■ Text passage ■
★ ★ ★ ★ ★ ★ ★

Friday, September 26, 2008

CS: A Small Discussion with Ramesh Raskar and the Camera Culture Lab at MIT.

[updated since first published 2 hours ago]

I had a small enlighting e-mail exchange with Ramesh Raskar (one of the authors of several fascinating new imaging sampling hardware featured here and on this blog) the other day about the connection between his work and other coded aperture work such as that of Gerry Skinner (CS: A Short Discussion with Gerry Skinner, a Specialist in Coded Aperture Imaging.) And I think we agree on some parts, yet he made a clearer point as to why he is using lenses as opposed to a lensless set-up:

...Gerry is so right about being careful about taking linear combination of images. A lot has been learned in coded apertures.
The excitement about capture-side of CS in imaging unfortunately tends to skip issues in whether there is a realistic gain wrt reconstruction noise and problems due to diffraction.
In general coded aperture doesnt work when the point spread function is extremely large and what you are imaging is a area source. For astronomy, the PSF is as large as the sensor but one is imaging only pt sources.
That is exactly the reason we designed coded aperture using lenses. They limit PSF to smaller region allowing us to maintain a reasonable SNR gain even after accounting for reconstruction noise.
Another use was coded aperture for lightfield capture where the masks were close to the sensor (Heterodyned lightfields), again limiting the PSF to a small number of pixels.

★ ★ ★ ★ ★ ★ ★

■ Given information ■
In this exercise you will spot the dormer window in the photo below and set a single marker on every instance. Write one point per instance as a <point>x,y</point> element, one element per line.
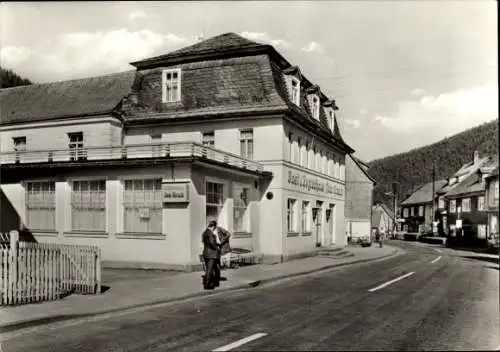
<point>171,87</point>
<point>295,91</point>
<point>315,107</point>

★ ★ ★ ★ ★ ★ ★

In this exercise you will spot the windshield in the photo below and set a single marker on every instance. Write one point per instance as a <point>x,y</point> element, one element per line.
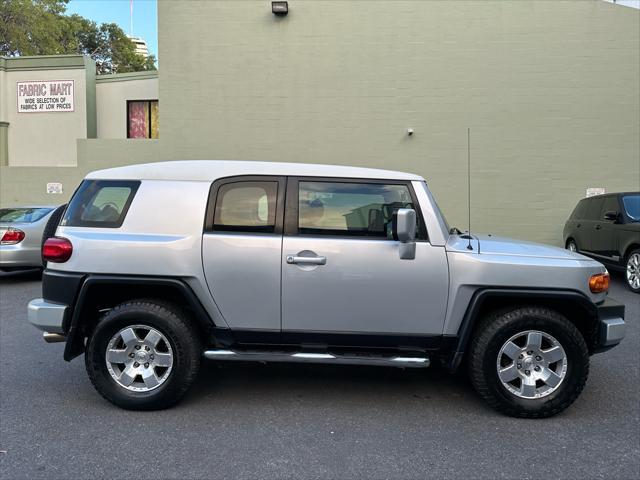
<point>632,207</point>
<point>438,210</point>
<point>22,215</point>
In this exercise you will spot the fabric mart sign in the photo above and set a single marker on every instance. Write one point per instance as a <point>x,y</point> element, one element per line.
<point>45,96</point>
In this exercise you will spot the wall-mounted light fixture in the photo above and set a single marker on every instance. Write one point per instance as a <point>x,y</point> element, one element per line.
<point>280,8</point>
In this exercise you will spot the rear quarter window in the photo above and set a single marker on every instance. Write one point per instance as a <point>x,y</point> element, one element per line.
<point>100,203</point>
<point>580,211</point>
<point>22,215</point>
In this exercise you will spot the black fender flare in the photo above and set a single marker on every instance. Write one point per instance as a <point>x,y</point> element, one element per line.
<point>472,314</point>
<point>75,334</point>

★ ★ ★ ★ ★ ★ ★

■ Activity list ■
1. Answer these from the blog post about coded aperture imaging:
(a) Who is named in the post as a specialist in coded aperture imaging?
(b) In astronomy, what kind of sources is one imaging?
(c) In coded aperture for lightfield capture, where were the masks placed?
2. Rewrite the stretch of the blog post on coded aperture imaging from "That is exactly" through "for reconstruction noise.", changing "SNR gain" to "signal-to-noise ratio gain".
3. Write the next part of the blog post about coded aperture imaging, starting after its final sentence.

■ Answers to each task ■
1.
(a) Gerry Skinner
(b) Only point sources
(c) Close to the sensor

2.
That is exactly the reason we designed coded aperture using lenses. They limit PSF to smaller region allowing us to maintain a reasonable signal-to-noise ratio gain even after accounting for reconstruction noise.

3.
...please also refer to Roberto Accorsi and Prof Berthold K P Horn (MIT) who analyzed the effect of coded aperture (lensless) for point-like versus area scenes:

* Roberto Accorsi, Francesca Gasparini and Richard C. Lanza, "Optimal coded aperture patterns for improved SNR in nuclear medicine imaging", Nuclear Instruments and Methods in Physics Research Section A: Accelerators, Spectrometers, Detectors and Associated Equipment, Volume 474, Issue 3, December 2001, Pages 273-284
*Roberto Accorsi,  "Analytic derivation of the Contrast to Noise Ratio in Coded Aperture Imaging",  Personal Communications

On the reason he is not using any of the solver currently used in Compressive Sensing, Ramesh said the following:
 ...coded aperture with single shot doesnt really conform to CS and in our case we had equal number of observations/unknowns...
I note that in the following "when the point spread function is extremely large and what you are imaging is a area source" we are hitting on the issue of incoherence of dictionaries with the object being imaged. Also, CS is really about mixing several pieces of information with the attendant knowledge that these informations are sparse in some fashion. Right now, coded aperture has indeed never used the sparsity of the target as its main engine of discovery. But this is changing as witnessed by the extraordinary hardware development at Duke

Ramesh now teaches at MIT  and you can check his Computational Camera and Photography course presentation here. He also heads the Camera Culture Lab and he is looking to hire Graduate Students, MEng, PostDocs and UROPs starting Fall 2008 (I'll add this to the CSJobs section).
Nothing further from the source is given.